*YOUR OBJECTIVE*. Return every line from the records below that contains the word "Target".
[START OF EXERCISE INPUT]
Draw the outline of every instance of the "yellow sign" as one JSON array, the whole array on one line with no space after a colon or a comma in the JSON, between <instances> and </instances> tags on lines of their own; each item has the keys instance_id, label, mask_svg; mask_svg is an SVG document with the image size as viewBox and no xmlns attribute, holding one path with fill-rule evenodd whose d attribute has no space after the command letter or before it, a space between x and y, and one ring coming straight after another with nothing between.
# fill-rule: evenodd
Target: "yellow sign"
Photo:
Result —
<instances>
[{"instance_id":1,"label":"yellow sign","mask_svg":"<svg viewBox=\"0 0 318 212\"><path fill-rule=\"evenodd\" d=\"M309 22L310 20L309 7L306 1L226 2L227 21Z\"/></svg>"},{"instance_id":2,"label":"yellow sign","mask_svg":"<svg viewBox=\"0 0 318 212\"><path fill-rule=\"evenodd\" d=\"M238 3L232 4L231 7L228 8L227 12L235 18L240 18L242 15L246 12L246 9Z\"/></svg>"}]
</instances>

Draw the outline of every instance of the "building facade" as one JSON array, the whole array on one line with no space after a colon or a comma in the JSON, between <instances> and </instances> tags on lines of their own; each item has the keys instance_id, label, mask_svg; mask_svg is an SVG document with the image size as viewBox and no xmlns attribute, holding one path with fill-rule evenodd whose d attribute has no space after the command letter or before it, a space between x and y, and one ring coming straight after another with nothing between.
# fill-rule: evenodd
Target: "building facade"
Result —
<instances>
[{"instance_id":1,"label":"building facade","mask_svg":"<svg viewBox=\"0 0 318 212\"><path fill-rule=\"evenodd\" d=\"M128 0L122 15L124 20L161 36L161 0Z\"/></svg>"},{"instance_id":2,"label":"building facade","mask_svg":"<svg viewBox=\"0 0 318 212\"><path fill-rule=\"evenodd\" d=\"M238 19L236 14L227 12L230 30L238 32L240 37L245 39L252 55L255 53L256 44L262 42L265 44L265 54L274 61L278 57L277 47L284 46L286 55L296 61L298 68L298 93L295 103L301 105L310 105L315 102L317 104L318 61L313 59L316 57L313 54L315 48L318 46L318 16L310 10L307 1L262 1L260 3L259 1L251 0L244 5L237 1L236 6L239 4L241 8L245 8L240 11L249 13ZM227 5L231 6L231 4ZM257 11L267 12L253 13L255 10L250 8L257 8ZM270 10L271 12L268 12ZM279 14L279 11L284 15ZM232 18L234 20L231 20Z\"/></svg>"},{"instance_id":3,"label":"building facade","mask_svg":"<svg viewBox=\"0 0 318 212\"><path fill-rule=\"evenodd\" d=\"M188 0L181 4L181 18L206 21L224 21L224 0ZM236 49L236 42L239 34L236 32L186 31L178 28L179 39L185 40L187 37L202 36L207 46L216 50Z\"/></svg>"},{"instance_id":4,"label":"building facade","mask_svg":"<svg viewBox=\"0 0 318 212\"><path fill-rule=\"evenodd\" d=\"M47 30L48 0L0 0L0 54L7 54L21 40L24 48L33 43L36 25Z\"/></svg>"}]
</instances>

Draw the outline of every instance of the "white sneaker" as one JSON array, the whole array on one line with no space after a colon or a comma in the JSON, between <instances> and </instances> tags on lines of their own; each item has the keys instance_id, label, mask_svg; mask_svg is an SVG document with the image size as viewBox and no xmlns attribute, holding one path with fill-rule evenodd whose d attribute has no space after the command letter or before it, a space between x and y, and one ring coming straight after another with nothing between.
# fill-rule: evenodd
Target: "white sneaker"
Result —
[END OF EXERCISE INPUT]
*RESPONSE*.
Target: "yellow sign"
Target: "building facade"
Target: "white sneaker"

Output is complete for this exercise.